— BEGIN —

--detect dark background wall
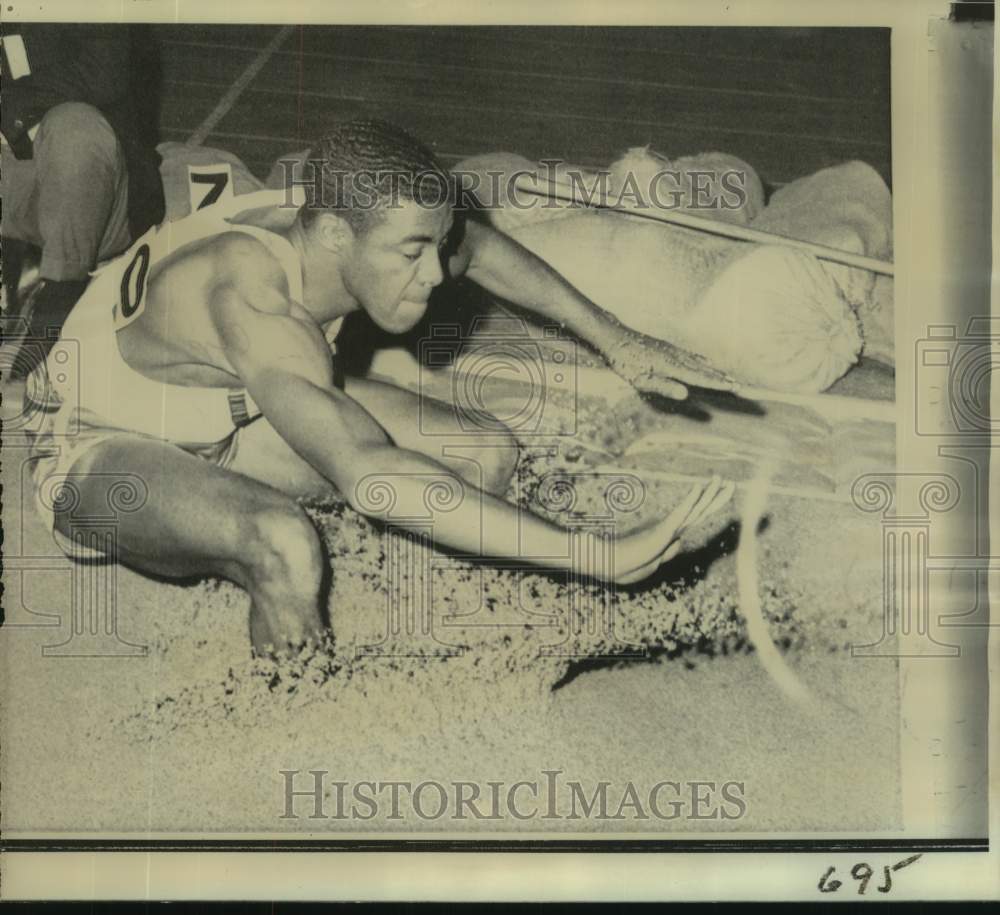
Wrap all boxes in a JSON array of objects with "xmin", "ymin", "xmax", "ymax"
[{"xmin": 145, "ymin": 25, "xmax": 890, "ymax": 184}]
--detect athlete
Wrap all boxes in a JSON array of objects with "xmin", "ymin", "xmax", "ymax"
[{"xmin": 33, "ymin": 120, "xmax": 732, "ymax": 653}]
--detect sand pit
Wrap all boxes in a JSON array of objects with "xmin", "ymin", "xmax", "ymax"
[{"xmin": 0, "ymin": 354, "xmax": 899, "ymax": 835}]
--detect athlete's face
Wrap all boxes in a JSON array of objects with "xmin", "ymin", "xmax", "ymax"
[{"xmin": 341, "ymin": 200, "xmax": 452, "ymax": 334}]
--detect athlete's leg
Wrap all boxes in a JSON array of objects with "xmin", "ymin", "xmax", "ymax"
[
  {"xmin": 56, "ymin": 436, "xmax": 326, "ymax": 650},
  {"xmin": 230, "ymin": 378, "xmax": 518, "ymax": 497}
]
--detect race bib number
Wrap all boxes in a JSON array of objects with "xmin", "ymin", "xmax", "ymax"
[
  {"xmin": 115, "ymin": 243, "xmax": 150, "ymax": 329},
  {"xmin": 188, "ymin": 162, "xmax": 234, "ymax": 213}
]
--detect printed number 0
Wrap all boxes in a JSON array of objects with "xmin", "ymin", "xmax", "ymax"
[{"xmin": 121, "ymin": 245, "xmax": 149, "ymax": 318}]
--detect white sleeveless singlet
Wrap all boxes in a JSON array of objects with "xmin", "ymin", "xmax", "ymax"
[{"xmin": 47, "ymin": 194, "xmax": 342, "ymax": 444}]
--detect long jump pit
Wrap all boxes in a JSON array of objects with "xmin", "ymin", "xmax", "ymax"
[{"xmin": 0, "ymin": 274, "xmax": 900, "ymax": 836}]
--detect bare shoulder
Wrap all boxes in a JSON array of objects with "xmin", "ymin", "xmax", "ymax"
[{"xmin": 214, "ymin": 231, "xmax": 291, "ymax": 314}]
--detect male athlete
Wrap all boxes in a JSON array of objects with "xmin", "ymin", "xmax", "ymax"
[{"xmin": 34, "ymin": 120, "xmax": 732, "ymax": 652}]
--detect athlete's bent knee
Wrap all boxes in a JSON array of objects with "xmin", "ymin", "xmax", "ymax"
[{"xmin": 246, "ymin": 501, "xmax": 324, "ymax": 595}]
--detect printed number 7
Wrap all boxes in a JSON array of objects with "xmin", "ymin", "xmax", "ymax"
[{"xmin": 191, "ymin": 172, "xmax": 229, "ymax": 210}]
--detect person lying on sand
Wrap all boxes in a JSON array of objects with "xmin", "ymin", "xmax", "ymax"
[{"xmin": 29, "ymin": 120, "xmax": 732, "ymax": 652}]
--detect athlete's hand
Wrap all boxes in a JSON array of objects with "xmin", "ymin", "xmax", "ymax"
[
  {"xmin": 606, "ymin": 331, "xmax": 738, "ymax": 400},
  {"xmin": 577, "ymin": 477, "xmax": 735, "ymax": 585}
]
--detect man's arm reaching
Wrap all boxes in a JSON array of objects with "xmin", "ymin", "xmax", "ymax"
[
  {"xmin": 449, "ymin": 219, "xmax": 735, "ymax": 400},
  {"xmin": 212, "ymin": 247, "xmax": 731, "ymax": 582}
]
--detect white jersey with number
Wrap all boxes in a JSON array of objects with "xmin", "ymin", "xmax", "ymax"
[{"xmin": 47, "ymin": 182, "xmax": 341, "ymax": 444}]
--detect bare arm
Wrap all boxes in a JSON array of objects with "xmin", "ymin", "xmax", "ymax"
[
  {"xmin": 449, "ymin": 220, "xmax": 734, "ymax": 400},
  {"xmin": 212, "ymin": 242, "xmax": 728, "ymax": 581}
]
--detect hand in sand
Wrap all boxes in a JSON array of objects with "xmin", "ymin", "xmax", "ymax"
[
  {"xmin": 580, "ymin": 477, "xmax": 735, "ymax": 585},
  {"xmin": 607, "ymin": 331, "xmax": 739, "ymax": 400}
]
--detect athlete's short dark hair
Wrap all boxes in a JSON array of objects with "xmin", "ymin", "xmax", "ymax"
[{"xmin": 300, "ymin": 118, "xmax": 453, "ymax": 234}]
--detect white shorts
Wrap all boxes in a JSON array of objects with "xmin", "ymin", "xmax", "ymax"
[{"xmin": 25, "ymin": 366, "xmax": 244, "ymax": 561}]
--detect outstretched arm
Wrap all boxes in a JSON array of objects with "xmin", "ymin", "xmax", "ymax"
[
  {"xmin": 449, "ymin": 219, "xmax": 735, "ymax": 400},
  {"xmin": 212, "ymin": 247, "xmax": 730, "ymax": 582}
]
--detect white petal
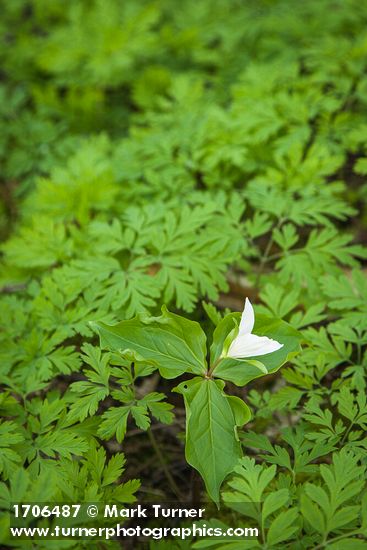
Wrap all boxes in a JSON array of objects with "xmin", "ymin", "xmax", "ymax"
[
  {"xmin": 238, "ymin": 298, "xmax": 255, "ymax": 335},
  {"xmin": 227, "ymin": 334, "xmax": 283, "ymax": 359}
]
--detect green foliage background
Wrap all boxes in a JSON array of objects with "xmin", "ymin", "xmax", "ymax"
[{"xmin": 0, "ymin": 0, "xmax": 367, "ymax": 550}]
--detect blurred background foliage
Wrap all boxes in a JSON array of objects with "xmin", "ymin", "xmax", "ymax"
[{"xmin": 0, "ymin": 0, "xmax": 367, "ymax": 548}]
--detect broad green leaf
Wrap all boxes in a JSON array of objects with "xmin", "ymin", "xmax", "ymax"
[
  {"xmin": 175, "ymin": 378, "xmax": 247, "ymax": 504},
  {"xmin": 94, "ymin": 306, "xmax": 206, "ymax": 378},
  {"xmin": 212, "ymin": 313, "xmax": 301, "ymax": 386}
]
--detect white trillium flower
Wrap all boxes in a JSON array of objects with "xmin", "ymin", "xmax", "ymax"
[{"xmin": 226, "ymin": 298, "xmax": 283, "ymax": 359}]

— END —
— BEGIN —

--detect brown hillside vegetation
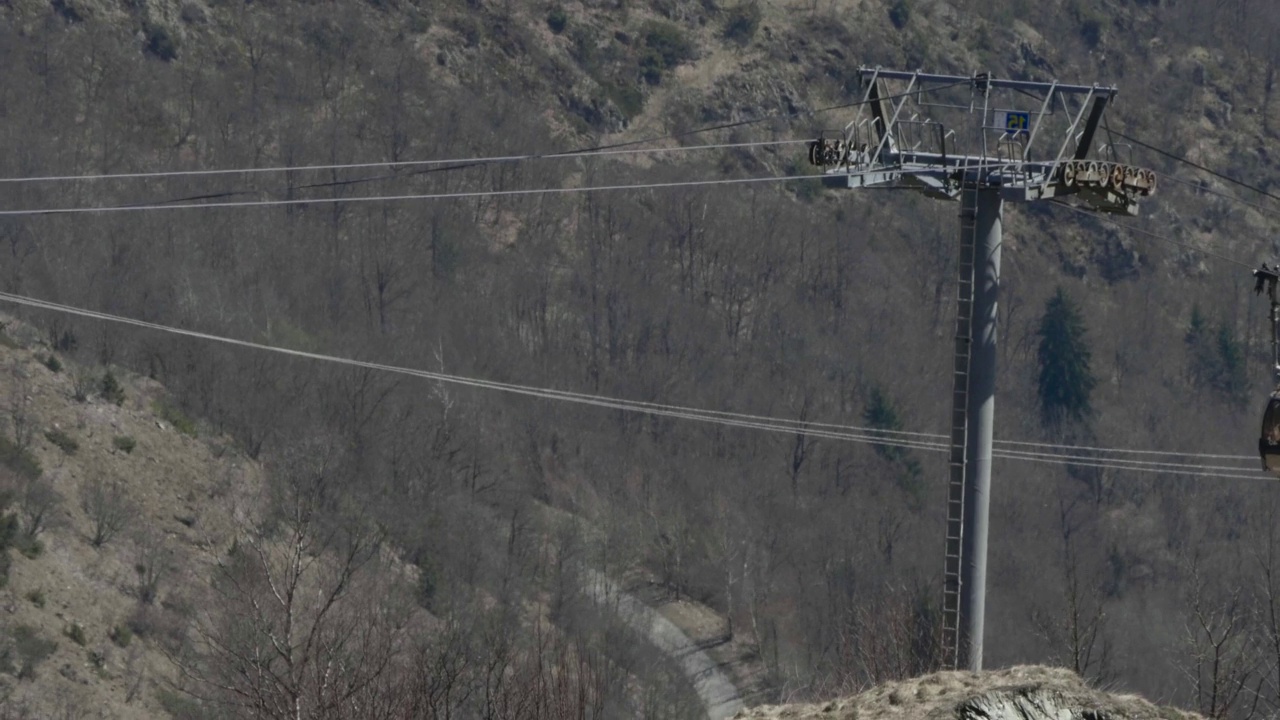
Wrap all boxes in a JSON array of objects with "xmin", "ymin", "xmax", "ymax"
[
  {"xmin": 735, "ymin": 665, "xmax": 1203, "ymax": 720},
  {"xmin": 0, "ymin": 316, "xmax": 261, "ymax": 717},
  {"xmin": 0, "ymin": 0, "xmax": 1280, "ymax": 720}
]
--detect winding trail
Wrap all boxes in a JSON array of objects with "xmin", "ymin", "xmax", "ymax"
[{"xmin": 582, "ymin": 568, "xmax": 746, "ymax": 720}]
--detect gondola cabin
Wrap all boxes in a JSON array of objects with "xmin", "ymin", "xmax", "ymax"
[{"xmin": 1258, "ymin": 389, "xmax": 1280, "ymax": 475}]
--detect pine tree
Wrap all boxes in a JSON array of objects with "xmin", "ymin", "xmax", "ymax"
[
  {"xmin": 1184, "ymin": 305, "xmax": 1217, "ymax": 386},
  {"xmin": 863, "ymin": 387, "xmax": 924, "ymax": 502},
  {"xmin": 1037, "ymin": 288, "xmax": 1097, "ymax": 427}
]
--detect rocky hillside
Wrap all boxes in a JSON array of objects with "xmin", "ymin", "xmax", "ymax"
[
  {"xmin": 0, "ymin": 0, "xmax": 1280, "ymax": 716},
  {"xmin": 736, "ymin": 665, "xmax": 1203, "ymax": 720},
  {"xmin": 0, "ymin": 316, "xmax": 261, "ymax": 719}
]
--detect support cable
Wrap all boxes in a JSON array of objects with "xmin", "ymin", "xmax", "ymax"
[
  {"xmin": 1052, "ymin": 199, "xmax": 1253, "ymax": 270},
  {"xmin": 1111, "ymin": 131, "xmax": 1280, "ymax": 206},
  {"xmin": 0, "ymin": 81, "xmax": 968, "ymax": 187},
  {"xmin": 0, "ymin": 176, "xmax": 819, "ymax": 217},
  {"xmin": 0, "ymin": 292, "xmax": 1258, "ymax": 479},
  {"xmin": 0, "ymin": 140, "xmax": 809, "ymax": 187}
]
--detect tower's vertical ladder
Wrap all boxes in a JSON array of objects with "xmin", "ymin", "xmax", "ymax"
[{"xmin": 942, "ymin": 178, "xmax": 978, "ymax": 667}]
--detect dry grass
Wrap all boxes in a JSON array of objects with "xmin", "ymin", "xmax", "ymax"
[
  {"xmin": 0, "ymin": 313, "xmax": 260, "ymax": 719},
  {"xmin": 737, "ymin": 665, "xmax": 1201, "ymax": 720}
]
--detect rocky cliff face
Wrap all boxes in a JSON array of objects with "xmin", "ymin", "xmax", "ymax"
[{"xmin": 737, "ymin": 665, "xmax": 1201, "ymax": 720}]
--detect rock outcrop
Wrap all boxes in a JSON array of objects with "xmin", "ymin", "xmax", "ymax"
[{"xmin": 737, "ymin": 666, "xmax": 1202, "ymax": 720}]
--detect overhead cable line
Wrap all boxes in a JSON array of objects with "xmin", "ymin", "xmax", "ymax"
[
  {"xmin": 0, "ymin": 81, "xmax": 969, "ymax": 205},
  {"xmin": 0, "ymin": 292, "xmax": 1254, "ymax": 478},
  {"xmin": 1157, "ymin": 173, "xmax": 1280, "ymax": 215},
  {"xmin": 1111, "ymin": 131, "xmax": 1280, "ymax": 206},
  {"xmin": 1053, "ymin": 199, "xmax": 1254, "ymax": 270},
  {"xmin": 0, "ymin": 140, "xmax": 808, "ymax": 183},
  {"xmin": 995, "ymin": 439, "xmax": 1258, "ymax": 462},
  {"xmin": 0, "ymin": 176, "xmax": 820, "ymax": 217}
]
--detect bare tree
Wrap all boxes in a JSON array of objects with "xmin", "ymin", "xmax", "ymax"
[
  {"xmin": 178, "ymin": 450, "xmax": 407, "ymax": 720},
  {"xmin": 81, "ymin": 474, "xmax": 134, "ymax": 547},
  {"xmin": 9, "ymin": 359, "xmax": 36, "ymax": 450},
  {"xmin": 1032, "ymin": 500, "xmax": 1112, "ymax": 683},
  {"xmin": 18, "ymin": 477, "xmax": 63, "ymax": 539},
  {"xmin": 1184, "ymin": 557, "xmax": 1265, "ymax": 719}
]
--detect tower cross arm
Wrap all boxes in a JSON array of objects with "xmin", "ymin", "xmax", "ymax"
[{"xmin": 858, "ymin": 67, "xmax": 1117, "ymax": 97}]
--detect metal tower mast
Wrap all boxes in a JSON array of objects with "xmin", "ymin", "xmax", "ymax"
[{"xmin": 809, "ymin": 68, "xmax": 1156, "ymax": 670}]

— END —
— BEGIN —

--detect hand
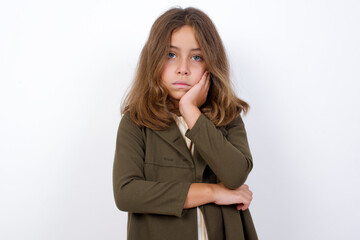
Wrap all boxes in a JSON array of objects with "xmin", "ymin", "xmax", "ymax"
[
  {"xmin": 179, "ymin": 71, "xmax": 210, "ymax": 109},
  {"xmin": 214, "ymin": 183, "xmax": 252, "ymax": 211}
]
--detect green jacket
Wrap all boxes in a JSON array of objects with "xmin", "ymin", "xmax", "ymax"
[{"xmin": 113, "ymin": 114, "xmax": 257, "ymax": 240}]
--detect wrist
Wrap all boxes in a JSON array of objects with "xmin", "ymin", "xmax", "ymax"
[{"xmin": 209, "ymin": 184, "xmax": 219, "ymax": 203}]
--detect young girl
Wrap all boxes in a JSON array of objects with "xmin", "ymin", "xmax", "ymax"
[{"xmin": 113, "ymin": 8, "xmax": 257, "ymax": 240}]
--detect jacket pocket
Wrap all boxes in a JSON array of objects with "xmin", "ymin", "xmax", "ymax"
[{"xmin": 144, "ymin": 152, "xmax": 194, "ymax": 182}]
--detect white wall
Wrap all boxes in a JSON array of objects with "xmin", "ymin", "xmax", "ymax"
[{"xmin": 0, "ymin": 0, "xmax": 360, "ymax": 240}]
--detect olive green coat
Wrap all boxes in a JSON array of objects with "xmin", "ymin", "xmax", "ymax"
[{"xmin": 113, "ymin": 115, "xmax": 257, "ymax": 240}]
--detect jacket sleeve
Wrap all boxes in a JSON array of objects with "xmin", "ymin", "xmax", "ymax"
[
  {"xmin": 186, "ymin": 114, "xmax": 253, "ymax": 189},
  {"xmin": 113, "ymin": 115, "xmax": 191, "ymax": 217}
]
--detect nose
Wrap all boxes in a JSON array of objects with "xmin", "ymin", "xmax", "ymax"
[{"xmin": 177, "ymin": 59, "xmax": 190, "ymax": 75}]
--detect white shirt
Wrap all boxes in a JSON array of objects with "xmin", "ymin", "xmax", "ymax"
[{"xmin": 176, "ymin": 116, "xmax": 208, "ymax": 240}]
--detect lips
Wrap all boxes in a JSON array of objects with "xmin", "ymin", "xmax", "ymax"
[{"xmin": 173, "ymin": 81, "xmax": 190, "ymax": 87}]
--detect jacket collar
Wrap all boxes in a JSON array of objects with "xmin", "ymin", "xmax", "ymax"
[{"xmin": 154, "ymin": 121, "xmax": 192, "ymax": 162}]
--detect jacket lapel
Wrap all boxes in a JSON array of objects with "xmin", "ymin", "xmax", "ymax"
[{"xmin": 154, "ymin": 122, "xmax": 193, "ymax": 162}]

— END —

_WHAT TO WORK ON_
Count the lines in the material above that contain the word "foliage". Reply with the number only.

_THE OUTPUT_
2